- Objectif 1: D'après le texte sur le biais de familiarité, quelles personnes les magistrats et les juges sont-ils enclins à privilégier ? Donnez-les toutes.
- Objectif 2: Prolongez le texte sur le biais de familiarité à la suite de sa dernière phrase.

- Texte fourni:
L’empathie victime d’un « biais de familiarité »

Une fois reconnu ce « biais de familiarité », force est de constater qu’il n’est pas particulier à ce procès. Une littérature abondante montre à quel point les magistrats et les juges sont enclins à privilégier les membres de leur catégorie sociale, quand ce n’est pas leurs amis ou les amis de leurs amis. Il y a donc tout lieu de se réjouir du fait que, pour une fois, ce biais de familiarité ait profité aux victimes d’une vaste entreprise d’humiliation, car c’est bien de cette jouissance-là dont il s’agissait, dont la mise en scène sexuelle n’était que le prétexte. Il est vrai que, de même que le harcèlement moral est reconnu, mais difficile à prouver, cette forme de harcèlement qui a abouti aux plaintes portées contre DSK – y compris celle qui lui a valu son inculpation à New York – l’est plus encore.
Une autre leçon de ce procès est d’avoir magistralement révélé l’échec qu’il y a à vouloir organiser des confrontations entre un harceleur et sa victime. L’intention est évidemment ambitieuse, mais de telles situations, lorsqu’elles opposent des victimes fragiles à des humiliateurs rusés et endurcis, ne peut que tourner qu’à la déconfiture des premières. Car le harceleur se montre en règle générale aussi insensible aux souffrances qu’il a imposées à ses victimes devant un prétoire que dans la situation initiale qui l’y a conduit. C’est pourquoi de telles confrontations ne devraient être organisées qu’à la condition que la victime ait été préalablement aidée à pouvoir supporter cette confrontation, et aussi que l’on se soit assuré que l’agresseur soit capable de se mettre émotionnellement à la place de la victime. Or non seulement c’est loin d’être toujours le cas, mais c’est même plutôt la situation exactement contraire qui prévaut. Face à une personnalité douée d’une extrême capacité à comprendre à la fois les émotions et les représentations du monde de ses interlocuteurs pour mieux les exploiter – ce que prouve abondamment son parcours personnel -, les juges ont présumé de sa capacité à se mettre émotionnellement à la place d’autrui.

(Entrées de pointage)
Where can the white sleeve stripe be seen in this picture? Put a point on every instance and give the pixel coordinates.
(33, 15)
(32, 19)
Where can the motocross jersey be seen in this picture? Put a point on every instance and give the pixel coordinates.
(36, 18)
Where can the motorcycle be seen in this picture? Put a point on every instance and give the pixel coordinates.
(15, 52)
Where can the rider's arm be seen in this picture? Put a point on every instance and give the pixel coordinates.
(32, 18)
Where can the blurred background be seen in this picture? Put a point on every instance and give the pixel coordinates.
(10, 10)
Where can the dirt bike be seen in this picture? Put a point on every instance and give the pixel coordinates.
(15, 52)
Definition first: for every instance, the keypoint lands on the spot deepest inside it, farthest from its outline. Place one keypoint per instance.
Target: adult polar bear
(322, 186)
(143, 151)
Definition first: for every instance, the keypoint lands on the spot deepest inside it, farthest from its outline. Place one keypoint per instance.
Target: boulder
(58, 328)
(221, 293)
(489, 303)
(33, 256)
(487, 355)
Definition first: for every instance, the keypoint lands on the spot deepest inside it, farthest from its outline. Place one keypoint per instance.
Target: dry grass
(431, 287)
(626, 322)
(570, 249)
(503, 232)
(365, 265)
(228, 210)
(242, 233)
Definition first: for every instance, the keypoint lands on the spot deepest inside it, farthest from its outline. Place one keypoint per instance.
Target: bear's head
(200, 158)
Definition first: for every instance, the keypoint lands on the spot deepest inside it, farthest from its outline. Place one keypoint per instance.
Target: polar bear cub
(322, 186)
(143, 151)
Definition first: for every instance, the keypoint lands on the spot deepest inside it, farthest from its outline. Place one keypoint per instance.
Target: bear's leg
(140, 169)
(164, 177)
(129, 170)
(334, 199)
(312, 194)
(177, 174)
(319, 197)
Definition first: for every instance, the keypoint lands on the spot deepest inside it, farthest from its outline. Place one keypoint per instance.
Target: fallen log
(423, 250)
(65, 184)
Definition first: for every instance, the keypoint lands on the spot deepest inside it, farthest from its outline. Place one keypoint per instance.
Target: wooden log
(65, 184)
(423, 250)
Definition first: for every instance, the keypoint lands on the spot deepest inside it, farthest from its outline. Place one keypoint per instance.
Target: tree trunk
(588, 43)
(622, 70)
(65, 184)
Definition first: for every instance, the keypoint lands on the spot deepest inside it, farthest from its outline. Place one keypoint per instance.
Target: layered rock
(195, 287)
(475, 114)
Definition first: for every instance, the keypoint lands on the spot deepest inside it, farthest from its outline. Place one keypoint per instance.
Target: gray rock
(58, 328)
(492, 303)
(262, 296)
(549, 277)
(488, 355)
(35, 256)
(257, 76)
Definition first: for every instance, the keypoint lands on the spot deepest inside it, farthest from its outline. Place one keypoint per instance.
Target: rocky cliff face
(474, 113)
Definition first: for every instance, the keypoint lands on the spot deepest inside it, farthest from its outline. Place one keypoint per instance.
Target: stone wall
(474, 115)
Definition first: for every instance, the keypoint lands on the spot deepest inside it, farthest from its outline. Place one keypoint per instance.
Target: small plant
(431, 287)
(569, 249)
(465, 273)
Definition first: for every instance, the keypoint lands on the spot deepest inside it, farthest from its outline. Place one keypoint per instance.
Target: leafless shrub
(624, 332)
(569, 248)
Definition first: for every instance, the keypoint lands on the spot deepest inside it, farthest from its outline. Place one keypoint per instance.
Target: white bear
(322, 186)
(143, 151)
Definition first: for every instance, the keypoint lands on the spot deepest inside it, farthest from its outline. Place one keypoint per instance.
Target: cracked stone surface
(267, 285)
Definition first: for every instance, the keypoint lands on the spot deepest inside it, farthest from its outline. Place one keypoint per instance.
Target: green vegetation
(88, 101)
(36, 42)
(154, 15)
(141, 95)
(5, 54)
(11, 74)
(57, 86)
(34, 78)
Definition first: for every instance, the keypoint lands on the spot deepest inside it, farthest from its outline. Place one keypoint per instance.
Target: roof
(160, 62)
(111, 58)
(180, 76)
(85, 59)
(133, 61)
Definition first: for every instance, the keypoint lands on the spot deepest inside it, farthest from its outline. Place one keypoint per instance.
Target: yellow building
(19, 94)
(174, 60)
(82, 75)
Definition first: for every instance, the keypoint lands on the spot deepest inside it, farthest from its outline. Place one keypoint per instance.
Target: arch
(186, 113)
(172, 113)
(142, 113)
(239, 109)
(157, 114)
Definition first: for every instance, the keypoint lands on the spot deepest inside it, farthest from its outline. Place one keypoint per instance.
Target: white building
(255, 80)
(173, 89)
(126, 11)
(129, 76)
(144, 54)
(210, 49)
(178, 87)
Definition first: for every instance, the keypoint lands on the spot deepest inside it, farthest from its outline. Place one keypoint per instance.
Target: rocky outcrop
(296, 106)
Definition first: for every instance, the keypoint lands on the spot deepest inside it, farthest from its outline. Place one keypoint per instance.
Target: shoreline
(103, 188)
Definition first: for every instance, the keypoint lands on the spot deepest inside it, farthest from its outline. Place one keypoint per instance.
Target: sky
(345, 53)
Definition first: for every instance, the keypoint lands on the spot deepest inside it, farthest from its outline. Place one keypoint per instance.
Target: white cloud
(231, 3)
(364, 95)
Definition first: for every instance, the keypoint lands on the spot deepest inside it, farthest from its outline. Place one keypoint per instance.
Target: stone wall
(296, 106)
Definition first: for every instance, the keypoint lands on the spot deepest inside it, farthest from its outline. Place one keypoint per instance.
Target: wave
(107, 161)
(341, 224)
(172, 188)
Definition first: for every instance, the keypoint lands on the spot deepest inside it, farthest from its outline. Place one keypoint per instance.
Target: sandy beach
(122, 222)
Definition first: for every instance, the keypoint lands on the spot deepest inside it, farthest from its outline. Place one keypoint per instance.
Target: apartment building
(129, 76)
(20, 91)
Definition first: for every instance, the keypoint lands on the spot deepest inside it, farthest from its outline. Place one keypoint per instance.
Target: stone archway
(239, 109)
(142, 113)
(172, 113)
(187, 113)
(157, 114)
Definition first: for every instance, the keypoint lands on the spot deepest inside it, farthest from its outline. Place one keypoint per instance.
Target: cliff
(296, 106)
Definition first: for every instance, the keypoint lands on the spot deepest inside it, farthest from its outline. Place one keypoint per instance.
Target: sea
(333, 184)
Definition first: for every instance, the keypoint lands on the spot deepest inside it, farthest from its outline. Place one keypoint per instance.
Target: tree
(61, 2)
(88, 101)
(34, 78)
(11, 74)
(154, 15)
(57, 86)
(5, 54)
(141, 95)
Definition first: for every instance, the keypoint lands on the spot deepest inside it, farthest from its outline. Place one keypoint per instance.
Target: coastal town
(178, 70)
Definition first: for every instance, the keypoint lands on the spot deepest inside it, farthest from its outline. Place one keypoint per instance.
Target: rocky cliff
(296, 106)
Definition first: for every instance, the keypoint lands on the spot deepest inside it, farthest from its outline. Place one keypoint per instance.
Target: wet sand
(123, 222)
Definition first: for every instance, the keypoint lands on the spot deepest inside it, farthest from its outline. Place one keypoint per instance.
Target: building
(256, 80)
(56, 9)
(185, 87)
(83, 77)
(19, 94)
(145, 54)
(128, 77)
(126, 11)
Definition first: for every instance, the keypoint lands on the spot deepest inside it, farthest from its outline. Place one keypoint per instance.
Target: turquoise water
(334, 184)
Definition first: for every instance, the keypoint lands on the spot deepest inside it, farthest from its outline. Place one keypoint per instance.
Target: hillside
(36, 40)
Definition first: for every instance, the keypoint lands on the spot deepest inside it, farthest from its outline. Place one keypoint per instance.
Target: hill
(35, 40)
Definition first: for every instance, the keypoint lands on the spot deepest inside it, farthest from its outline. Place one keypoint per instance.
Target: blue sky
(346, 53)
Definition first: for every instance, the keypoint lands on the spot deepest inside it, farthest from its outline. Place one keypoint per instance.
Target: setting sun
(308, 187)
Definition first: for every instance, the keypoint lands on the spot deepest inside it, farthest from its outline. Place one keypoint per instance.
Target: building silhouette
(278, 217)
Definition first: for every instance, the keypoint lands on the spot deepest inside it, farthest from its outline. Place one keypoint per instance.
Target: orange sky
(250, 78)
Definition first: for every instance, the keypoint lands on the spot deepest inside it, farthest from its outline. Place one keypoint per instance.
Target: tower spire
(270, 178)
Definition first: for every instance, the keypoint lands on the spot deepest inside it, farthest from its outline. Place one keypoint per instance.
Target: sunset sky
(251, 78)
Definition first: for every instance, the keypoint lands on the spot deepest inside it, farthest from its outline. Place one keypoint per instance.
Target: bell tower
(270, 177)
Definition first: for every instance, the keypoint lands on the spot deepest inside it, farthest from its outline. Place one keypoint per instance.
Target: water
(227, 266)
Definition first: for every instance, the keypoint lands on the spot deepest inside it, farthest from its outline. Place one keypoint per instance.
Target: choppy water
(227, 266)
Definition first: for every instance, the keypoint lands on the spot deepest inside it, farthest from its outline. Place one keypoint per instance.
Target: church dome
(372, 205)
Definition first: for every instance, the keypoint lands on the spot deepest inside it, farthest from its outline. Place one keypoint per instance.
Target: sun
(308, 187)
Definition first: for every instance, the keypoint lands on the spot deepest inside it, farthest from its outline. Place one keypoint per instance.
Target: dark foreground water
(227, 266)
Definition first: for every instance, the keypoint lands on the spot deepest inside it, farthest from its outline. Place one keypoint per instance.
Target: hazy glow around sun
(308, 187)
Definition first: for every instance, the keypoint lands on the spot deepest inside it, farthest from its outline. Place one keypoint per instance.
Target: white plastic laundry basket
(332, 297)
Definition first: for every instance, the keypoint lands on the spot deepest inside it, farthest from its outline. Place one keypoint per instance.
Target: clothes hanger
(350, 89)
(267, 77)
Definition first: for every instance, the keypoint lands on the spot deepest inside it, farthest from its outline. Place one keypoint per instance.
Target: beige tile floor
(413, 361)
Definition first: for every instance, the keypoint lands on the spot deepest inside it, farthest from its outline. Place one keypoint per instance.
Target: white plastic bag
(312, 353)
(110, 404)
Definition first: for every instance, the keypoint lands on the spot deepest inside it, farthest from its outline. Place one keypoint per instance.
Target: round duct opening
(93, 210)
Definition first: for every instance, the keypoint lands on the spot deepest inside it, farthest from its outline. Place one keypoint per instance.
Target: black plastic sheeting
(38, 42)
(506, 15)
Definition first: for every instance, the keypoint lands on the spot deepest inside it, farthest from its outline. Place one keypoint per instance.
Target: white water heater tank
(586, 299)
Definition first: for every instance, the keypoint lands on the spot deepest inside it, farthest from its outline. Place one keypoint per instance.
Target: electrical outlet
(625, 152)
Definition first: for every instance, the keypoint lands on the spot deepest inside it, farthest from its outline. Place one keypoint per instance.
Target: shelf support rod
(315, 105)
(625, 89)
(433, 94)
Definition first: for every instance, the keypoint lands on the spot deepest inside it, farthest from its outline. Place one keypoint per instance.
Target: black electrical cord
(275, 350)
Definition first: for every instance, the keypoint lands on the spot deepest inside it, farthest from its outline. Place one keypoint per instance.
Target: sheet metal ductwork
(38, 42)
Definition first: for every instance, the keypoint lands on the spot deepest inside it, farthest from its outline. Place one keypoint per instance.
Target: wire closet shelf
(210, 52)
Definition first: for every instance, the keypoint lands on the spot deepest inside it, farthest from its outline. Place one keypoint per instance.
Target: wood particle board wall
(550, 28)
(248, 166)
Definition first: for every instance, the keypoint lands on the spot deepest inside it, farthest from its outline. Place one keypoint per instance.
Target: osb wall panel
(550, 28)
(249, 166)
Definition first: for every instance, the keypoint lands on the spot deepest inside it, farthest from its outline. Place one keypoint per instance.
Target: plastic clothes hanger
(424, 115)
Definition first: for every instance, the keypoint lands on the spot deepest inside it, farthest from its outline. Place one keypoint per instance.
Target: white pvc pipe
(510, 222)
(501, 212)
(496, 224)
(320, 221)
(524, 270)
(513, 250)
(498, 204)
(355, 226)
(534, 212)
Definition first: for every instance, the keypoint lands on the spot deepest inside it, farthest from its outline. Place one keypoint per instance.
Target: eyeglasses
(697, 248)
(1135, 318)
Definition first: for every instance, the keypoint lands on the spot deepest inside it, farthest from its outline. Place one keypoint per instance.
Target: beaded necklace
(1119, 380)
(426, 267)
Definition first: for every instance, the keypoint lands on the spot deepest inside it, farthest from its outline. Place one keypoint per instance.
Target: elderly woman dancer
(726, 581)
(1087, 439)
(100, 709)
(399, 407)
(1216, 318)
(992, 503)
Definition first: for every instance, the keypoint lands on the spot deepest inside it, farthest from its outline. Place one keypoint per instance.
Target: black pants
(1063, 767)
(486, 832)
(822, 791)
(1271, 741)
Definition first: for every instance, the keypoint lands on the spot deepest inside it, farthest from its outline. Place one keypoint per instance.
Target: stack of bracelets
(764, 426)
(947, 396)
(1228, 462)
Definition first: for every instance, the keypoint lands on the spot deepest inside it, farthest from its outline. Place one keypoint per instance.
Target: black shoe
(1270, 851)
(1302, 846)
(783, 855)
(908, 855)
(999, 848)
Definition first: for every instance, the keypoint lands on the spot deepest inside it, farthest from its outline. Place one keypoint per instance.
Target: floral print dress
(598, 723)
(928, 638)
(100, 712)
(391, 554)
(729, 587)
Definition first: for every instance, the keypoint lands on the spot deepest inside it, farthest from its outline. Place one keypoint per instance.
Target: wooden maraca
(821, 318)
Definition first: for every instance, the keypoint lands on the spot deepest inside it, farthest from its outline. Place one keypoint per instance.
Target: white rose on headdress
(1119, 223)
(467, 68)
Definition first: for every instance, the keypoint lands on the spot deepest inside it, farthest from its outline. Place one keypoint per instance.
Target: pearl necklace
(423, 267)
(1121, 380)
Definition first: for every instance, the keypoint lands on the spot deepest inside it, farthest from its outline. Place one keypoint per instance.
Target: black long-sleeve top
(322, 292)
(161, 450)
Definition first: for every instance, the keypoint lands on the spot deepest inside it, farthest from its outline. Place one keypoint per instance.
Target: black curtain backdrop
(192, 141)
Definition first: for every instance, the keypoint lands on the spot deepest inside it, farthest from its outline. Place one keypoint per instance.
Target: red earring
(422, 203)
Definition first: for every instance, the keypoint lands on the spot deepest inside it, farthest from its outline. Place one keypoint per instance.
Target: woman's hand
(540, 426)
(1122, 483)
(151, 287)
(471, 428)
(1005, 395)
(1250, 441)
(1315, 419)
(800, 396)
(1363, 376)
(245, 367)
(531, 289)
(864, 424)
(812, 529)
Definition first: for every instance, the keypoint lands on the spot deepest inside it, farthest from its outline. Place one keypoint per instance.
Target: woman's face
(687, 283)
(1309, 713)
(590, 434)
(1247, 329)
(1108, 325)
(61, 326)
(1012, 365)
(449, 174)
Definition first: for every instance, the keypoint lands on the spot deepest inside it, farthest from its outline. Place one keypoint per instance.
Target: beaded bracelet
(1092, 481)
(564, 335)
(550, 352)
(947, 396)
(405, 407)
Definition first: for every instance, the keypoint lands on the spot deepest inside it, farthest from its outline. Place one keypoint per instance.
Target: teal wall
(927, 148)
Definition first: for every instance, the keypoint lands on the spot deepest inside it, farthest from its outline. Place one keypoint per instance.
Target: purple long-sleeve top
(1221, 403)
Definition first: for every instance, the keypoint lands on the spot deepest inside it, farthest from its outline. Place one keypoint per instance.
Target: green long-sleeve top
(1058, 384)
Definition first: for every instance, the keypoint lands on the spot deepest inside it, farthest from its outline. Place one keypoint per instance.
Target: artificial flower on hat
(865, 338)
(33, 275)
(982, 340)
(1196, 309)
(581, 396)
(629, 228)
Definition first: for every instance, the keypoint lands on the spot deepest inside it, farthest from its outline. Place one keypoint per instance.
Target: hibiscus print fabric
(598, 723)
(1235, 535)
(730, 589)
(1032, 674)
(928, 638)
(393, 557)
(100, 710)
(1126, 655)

- Réponse 1:
- les membres de leur catégorie sociale
- leurs amis
- les amis de leurs amis

- Réponse 2:
Enfin, pourquoi les prostituées plaignantes ont-elles finalement retiré leurs plaintes ? Tout simplement parce qu’elles se sont aperçues qu’elles n’obtiendraient jamais ce qu’elles désiraient, c’est-à-dire un mot de compassion, pour ne pas dire de repentir, dans la bouche de celui dont la jouissance principale était de les contraindre à faire ce qu’elles ne voulaient justement pas faire.
J’habiterais en Chine, au Pakistan ou en Irak, ce dénouement hélas prévisible m’apparaîtrait comme la conséquence logique d’un système. Mais j’avoue en être choqué dans un pays qui se targue d’être la patrie des droits de l’homme, et donc de la femme.